Reich, on the other hand, was reminding Stockman that (President) Hoover made the same kind of statements before FDR changed the approach to the depression in the 1930's and by stimulating the economy through federal works projects, and infrastructure projects got people back to work. Reich also reminded Stockman that corporate tax rates were between 50% and 70% in the (Republican) Dwight D. Eisenhower administration, and have fallen significantly since then.
With one in ten people in the U.S. currently out of work, and with the Federal Reserve Chairman yesterday forecasting a long-term struggle to bring that number down, the U.S. is in for a very long decade of human distress before there are enough jobs to accommodate enough workers to bring the unemployment rate down to a more tolerable 4%-5%.
But if Reich and Stockman were expressing the views of their respective parties, now both sound like ideologies that have become "dogma" from which neither debater would or will deviate, it will take an earthquake of the size of the one that decommissioned those nuclear reactors in Japan (it was the tsunami that really did them in) to shake the foundations of both republican and democratic parties in order to bring the debt and deficit down, and to raise the debt ceiling by the first week of August, before the U.S. bond rating is threatened.
And neither Reich nor Stockman was interested in condemning the Wall Street miscreants for their devious, and unregulated (as a result of both Democratic and Republican administrations, Clinton and Bush 2) shenannigans of credit defaults and bundled mortgages sold as phoney 'paper' to many investors around the world. When will the ponzi scheme that was perpetrated by Wall Street find and prosecute the perpetrators, so that some meagre semblance of justice can be restored to the confidence of the American people.
Is the altar of Wall Street too sacrosanct, and too untouchable and too important a cash spiggot for both parties, that the perpetrators know they will never be prosecuted and will never have to account for their tragic and preventable and "wild-west" hooliganism?
Economic theory did not prevent those actions, except that both parties were and remain complicit in their execution, simply by creating a playing field that was open to abuse. And now that the hands of both parties arae covered with the stain of that debacle, who is there in Washington to "bell the cat" as it were? Neither Reich nor Stockman, it would seem, wanted to touch that radioactive political nuclear rod.

____________________

§ **To be done**
1) Reproduce the passage from the debate commentary, starting at "Economic theory did" and ending at "political nuclear rod.".
2) In the debate commentary, what range did Reich say corporate tax rates fell within during the Dwight D. Eisenhower administration?

____________________

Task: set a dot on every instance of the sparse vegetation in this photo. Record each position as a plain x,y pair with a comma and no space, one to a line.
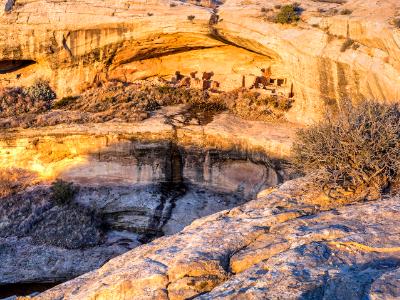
62,192
357,150
14,180
288,14
41,90
64,102
346,45
331,1
396,22
346,11
34,99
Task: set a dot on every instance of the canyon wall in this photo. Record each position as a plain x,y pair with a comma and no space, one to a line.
78,44
282,245
135,182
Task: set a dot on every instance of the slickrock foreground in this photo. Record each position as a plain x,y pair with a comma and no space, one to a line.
291,243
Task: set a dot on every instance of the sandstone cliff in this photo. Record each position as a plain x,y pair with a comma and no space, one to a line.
282,245
78,43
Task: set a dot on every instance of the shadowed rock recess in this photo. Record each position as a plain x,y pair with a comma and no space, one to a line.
190,199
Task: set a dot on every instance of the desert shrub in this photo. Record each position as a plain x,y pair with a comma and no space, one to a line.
15,180
346,12
254,105
17,101
41,90
65,101
331,1
358,150
288,14
62,192
346,45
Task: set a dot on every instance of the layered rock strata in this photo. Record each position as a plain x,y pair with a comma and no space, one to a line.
291,243
85,43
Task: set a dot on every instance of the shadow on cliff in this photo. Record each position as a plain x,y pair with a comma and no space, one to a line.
353,282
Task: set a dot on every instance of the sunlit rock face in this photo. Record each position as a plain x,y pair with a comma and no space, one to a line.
84,43
291,242
136,182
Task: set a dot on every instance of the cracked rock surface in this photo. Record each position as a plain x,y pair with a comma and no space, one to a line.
291,243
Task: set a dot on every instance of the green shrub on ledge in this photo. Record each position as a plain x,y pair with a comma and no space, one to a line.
62,192
358,150
288,14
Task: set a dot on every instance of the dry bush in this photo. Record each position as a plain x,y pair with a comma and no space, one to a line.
34,99
62,192
346,12
331,1
254,105
396,22
15,180
346,45
358,150
288,14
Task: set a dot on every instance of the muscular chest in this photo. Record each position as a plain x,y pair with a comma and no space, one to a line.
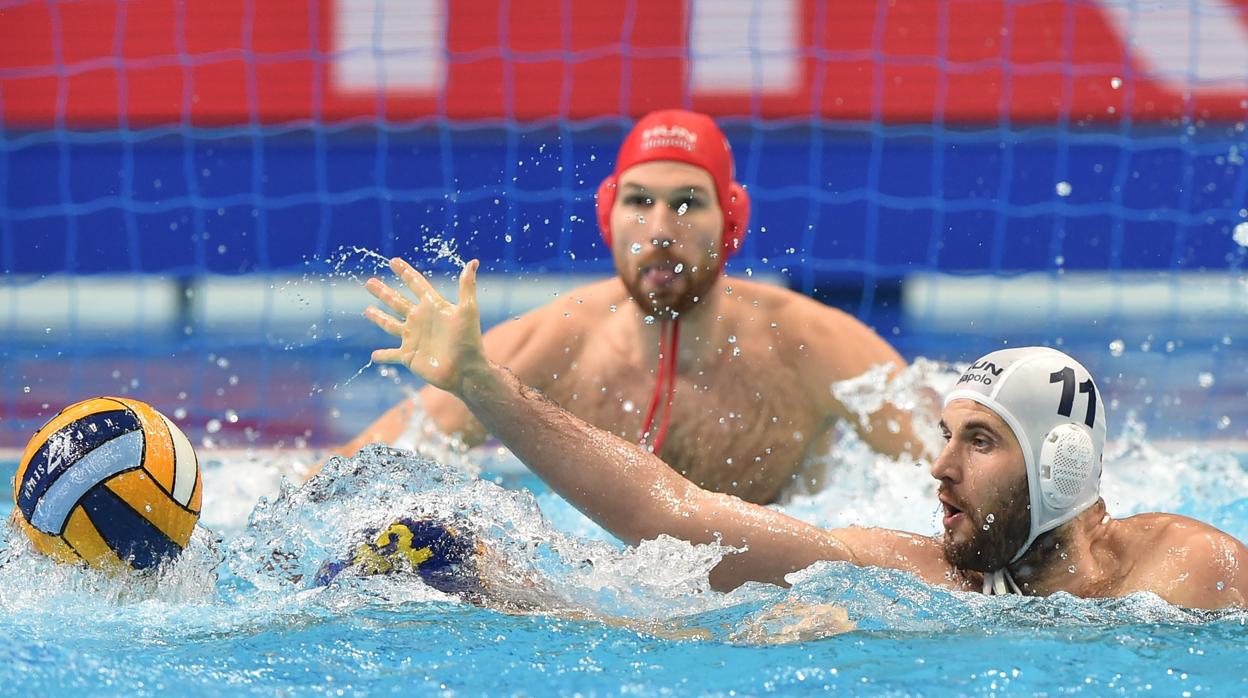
739,426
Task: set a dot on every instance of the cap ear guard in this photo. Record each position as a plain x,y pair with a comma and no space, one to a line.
1067,461
736,214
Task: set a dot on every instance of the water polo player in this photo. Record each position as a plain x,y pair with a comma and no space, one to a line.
670,352
441,555
1018,478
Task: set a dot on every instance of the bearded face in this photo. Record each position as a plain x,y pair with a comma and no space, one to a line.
982,488
992,531
667,229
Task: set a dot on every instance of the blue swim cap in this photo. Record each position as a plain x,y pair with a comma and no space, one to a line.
1055,410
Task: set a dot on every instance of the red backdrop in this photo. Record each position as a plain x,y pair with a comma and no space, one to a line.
234,61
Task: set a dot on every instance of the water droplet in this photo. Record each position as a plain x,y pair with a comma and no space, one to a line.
1241,235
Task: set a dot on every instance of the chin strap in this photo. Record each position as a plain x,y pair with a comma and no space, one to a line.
664,383
1000,583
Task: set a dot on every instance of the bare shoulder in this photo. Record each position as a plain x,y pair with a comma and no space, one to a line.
815,334
563,321
1184,561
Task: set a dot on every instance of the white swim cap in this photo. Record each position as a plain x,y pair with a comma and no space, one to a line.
1055,410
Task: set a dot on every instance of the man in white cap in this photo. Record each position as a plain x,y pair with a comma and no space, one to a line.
1018,478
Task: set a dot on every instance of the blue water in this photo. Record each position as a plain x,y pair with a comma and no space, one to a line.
574,612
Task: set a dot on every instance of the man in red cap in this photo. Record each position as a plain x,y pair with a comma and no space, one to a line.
726,378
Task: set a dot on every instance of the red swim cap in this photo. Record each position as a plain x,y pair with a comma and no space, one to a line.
684,136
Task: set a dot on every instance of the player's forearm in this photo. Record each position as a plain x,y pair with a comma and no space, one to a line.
451,416
623,488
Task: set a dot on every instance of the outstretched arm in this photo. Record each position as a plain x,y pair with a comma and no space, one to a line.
627,490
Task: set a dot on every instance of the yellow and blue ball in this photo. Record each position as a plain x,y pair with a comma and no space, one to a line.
110,482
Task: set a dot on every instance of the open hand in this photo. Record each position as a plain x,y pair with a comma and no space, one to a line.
439,341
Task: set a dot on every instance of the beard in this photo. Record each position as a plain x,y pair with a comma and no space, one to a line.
677,296
987,551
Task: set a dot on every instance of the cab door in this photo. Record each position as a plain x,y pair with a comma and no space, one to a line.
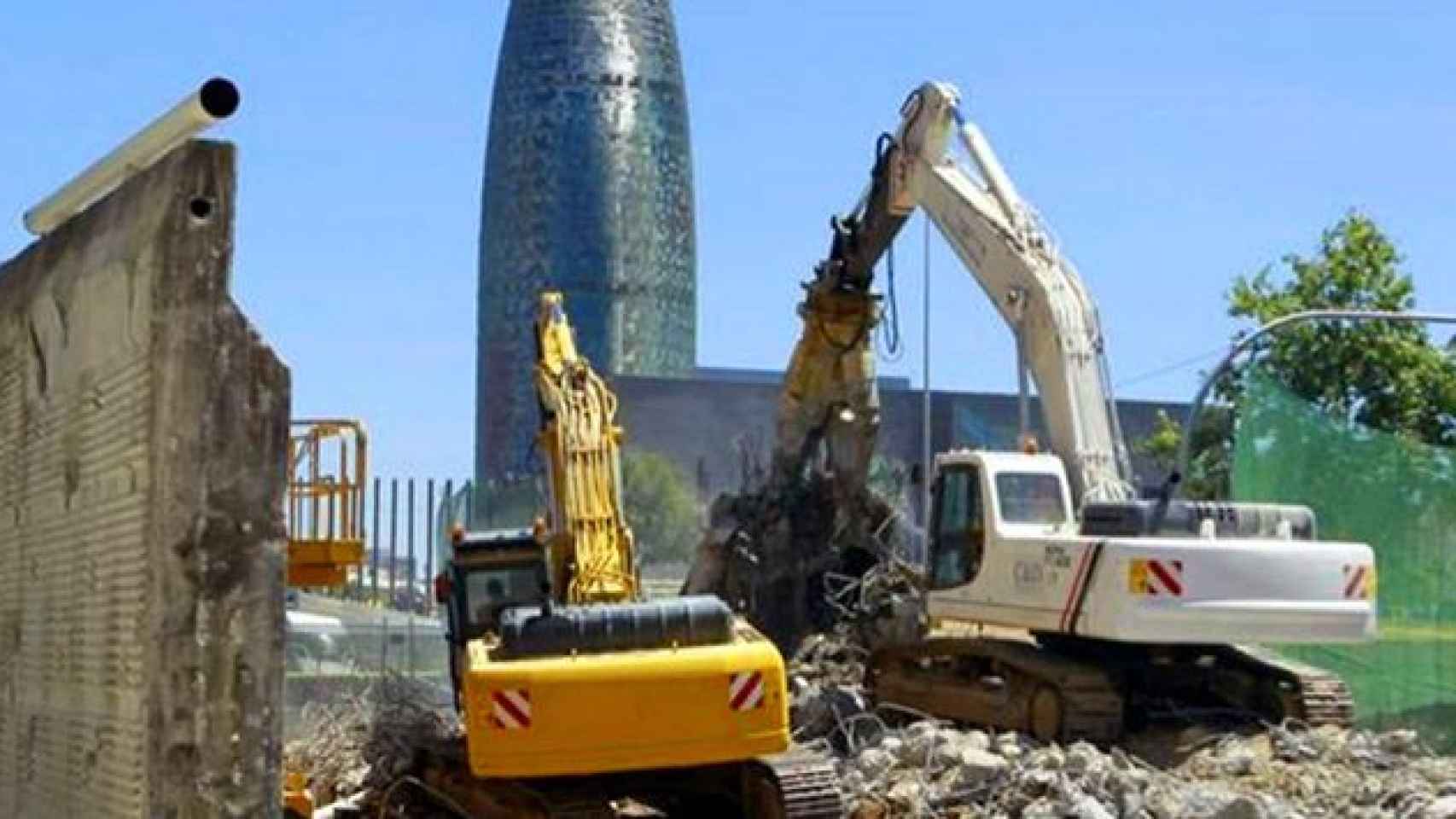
957,527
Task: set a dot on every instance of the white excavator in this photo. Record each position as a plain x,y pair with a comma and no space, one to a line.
1059,602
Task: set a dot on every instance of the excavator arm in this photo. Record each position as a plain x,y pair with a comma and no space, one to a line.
1002,243
591,547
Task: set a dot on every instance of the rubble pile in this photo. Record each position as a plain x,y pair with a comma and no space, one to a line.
899,764
357,746
929,769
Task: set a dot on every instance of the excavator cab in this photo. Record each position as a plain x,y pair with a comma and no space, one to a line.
488,573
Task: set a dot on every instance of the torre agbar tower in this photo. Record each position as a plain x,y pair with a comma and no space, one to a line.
589,189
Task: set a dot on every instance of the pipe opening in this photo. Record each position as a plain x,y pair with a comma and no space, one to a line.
218,98
200,208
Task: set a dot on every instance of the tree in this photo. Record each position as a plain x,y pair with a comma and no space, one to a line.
661,507
1208,476
1377,375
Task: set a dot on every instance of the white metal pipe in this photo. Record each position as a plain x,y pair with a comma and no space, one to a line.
214,101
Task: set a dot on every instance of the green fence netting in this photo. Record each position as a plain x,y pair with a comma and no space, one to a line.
1398,497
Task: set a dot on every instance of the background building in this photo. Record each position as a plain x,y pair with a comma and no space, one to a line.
589,189
708,425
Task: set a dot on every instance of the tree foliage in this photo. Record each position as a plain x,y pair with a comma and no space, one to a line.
661,507
1377,375
1208,460
1382,375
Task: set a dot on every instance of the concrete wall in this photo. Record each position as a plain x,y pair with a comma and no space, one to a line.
143,444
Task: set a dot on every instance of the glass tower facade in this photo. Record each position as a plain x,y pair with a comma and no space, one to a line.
587,189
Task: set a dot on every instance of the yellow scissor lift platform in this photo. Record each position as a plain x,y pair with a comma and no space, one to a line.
328,462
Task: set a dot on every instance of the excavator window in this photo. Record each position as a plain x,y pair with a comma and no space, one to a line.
958,527
491,590
1031,498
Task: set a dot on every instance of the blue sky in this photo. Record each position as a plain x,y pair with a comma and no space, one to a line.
1168,148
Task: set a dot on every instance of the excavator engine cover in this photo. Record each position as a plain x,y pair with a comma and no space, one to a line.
1184,518
527,631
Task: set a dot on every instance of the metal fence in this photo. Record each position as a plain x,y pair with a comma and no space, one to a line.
405,536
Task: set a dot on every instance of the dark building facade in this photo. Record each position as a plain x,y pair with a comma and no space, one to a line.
708,425
587,189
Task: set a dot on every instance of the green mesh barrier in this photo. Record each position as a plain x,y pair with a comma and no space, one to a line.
1398,497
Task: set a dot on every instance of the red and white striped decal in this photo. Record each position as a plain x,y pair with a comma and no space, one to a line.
746,690
511,709
1357,582
1075,591
1165,578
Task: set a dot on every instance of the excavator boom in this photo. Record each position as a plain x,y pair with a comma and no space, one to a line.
591,546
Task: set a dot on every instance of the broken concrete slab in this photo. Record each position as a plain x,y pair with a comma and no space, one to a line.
143,460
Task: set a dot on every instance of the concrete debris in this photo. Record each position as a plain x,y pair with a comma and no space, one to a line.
354,748
930,769
901,764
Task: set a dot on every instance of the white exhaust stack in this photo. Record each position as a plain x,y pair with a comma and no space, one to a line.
216,101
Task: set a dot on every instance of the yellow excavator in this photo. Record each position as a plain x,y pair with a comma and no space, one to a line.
577,690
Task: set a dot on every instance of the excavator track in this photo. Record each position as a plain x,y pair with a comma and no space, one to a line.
1062,688
1296,690
797,784
1004,684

____________________

§ **Exercise solutions**
1)
Economic theory did not prevent those actions, except that both parties were and remain complicit in their execution, simply by creating a playing field that was open to abuse. And now that the hands of both parties arae covered with the stain of that debacle, who is there in Washington to "bell the cat" as it were? Neither Reich nor Stockman, it would seem, wanted to touch that radioactive political nuclear rod.

2) Between 50% and 70%.